▸ **PROBLEM TO WORK ON**
For the word "below", find each line in the entries where it occurs and copy that line.

Data items:
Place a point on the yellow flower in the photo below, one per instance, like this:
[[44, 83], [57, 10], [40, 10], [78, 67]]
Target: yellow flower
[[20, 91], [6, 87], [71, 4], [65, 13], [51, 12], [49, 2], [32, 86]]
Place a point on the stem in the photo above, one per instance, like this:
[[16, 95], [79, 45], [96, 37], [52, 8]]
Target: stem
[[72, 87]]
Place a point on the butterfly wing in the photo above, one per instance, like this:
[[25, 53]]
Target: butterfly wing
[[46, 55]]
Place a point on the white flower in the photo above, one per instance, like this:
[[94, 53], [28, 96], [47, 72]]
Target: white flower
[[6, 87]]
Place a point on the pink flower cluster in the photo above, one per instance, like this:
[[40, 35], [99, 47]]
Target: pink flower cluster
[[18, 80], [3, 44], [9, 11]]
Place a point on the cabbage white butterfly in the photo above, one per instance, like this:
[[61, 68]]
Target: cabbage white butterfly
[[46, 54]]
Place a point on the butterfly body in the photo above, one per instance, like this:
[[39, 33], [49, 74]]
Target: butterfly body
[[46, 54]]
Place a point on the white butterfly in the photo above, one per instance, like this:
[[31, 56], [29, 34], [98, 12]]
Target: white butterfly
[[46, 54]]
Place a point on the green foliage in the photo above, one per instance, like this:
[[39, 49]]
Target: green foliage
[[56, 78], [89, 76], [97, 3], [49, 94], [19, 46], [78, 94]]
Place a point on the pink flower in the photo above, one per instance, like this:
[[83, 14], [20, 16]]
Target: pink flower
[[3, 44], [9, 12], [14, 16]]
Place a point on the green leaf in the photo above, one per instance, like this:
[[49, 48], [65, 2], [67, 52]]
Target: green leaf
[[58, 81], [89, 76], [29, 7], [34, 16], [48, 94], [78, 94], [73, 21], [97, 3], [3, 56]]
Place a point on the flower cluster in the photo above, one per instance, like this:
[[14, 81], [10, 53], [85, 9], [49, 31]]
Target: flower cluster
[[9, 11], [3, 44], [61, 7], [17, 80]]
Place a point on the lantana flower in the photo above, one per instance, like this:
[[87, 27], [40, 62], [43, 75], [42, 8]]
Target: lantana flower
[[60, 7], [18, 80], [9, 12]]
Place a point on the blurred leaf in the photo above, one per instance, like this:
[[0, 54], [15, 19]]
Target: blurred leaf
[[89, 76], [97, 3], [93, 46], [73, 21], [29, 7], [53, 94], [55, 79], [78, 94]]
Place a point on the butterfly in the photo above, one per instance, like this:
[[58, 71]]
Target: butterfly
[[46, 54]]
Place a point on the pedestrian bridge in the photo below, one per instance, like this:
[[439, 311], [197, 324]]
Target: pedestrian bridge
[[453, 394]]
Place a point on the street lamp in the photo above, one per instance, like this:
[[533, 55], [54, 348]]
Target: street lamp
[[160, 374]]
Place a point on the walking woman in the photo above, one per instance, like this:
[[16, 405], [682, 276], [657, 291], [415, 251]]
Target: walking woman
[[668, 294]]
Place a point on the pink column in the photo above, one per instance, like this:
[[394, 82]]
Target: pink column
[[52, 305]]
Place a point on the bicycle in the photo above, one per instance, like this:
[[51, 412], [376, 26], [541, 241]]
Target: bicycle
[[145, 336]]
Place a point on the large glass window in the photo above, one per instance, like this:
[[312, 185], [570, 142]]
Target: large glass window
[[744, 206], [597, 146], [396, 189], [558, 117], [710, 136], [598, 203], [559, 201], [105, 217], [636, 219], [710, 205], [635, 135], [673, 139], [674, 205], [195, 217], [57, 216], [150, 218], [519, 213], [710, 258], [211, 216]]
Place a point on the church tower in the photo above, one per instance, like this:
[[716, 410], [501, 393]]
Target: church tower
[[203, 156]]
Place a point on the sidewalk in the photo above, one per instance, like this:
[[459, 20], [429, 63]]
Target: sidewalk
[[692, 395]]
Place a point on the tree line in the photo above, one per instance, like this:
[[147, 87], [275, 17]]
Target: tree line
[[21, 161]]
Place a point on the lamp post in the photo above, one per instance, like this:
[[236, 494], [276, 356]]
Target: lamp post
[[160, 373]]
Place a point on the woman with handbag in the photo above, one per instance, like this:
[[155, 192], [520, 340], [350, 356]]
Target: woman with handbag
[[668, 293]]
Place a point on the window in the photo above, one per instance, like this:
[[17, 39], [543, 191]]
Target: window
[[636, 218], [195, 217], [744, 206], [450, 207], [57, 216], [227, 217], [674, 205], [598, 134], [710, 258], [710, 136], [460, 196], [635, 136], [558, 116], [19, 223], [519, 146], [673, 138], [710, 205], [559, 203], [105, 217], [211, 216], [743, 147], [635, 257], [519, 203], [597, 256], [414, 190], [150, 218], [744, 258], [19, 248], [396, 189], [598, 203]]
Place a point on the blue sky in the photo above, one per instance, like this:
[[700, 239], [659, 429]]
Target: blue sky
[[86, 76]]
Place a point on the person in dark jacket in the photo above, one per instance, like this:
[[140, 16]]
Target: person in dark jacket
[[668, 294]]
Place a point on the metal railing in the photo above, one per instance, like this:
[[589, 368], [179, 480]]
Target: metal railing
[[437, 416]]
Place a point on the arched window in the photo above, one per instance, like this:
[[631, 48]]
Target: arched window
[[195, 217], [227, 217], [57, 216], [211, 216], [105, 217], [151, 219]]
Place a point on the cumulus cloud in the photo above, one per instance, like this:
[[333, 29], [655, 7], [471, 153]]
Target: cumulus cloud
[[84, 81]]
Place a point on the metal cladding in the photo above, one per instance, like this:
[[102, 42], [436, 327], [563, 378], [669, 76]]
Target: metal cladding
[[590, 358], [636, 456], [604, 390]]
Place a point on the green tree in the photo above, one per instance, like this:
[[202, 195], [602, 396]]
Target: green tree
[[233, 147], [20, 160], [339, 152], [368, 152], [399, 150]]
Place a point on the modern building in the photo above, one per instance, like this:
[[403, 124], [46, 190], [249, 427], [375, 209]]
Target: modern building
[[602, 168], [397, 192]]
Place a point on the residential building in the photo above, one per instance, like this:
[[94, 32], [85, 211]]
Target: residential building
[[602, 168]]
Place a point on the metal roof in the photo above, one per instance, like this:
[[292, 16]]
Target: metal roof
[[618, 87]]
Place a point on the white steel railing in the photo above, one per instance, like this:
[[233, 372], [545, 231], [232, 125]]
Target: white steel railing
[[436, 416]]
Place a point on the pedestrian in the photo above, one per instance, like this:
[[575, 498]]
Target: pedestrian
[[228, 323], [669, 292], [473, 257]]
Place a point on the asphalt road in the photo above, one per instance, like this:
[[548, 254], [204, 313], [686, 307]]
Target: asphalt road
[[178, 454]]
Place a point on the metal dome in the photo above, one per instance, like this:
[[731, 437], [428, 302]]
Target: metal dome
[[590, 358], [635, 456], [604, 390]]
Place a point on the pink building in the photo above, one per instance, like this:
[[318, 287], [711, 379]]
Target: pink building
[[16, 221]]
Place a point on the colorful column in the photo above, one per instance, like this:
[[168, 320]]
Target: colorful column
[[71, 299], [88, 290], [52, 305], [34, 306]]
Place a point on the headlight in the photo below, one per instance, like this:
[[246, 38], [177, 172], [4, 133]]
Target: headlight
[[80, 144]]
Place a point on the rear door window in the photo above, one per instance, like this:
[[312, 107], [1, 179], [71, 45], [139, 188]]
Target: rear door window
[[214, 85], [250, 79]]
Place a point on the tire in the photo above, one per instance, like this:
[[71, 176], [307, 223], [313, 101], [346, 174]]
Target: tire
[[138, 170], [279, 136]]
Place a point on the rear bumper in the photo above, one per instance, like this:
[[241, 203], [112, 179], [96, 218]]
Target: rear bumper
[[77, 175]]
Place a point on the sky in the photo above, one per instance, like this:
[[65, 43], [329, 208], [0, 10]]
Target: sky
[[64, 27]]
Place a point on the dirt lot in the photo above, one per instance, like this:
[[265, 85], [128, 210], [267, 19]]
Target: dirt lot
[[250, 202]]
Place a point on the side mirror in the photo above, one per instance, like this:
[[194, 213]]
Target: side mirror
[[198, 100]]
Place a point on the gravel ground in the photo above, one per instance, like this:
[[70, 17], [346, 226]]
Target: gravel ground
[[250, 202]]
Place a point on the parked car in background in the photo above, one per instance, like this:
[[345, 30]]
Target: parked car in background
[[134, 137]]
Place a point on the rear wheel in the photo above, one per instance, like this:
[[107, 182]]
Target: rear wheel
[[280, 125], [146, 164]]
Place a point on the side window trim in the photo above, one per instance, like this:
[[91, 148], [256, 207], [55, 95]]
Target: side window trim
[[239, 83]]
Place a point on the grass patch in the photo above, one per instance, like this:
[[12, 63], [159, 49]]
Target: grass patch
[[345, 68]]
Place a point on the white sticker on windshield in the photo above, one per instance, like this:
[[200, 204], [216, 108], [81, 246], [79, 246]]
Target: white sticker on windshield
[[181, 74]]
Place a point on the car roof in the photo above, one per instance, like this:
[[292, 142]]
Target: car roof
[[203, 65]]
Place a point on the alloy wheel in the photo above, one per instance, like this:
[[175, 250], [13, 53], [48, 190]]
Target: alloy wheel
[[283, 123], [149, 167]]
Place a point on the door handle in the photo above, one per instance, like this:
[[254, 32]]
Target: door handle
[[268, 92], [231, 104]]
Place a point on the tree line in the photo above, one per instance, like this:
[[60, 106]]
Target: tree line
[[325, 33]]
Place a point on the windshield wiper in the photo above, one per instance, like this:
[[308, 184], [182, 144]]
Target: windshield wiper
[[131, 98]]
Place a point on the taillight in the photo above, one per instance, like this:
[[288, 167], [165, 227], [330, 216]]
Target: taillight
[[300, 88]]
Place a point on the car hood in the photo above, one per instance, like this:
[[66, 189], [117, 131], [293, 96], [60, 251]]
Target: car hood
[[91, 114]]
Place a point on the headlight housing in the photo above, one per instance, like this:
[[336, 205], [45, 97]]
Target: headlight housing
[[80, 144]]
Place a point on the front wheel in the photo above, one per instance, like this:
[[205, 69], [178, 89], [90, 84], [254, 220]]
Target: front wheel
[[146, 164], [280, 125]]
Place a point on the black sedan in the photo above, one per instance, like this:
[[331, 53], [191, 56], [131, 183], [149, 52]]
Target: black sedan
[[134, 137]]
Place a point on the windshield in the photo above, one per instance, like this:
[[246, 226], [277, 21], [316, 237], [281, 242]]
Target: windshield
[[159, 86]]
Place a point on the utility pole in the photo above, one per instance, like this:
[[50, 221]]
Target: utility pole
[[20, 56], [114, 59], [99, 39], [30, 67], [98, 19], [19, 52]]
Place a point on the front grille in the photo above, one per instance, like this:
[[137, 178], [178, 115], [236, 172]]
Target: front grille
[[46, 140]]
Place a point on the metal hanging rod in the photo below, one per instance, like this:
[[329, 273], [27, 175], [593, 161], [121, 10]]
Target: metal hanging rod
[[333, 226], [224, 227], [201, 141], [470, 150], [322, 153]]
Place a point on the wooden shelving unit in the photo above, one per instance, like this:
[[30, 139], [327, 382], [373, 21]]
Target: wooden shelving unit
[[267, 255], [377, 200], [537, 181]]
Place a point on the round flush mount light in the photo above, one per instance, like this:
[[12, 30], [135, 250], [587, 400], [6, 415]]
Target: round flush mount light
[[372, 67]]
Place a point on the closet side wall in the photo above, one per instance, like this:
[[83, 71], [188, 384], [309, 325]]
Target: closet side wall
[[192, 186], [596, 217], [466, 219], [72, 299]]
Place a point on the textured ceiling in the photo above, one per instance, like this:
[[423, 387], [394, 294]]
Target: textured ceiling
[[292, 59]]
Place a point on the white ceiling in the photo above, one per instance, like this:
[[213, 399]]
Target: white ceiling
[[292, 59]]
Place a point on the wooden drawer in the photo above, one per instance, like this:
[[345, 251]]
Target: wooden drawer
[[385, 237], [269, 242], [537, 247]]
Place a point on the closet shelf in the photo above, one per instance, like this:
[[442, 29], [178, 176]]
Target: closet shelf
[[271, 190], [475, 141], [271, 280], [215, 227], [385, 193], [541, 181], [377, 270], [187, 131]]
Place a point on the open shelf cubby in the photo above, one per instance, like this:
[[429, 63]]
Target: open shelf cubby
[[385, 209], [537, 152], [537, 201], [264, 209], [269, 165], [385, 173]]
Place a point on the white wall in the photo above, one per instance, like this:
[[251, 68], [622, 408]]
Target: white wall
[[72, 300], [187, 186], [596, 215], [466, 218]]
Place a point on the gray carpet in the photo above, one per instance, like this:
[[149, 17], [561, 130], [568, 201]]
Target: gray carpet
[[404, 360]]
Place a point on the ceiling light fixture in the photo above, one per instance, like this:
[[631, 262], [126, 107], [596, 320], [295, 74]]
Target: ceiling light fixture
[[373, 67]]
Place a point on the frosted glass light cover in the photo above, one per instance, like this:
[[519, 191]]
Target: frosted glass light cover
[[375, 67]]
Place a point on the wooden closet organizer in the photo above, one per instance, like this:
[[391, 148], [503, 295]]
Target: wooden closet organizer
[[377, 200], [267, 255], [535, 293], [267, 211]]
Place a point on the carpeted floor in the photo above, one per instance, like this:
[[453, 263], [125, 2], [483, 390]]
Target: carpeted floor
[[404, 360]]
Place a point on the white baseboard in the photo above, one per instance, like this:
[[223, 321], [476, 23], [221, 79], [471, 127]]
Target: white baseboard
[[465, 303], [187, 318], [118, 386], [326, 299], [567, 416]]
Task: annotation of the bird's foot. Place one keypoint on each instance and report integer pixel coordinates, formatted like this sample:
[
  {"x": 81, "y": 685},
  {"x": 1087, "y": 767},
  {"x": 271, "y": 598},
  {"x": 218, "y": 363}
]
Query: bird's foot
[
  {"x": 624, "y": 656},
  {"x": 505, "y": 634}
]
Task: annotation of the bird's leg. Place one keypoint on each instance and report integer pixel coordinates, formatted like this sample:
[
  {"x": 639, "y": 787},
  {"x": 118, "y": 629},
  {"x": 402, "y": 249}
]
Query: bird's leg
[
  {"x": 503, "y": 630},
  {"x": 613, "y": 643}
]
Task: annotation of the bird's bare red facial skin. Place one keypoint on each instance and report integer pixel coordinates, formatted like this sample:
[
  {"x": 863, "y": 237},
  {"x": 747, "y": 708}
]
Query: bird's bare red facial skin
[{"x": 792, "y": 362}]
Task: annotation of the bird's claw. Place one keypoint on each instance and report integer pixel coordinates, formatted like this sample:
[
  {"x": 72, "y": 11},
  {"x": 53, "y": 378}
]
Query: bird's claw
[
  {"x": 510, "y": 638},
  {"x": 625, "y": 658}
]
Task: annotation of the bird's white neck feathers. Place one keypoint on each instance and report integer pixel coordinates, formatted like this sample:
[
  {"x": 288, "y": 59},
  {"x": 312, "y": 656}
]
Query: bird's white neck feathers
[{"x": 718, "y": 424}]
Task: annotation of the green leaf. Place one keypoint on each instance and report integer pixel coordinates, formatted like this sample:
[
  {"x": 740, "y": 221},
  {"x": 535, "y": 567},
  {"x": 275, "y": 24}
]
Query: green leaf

▸ **TASK ANSWER**
Place a point on the yellow flower in the photo below, one per instance, like this:
Place a point on the pedestrian bridge in the photo below, one per instance, like this:
Place a point on the headlight in the photo below, one per instance, like this:
Place a point on the metal hanging rod in the photo below, one per instance, like this:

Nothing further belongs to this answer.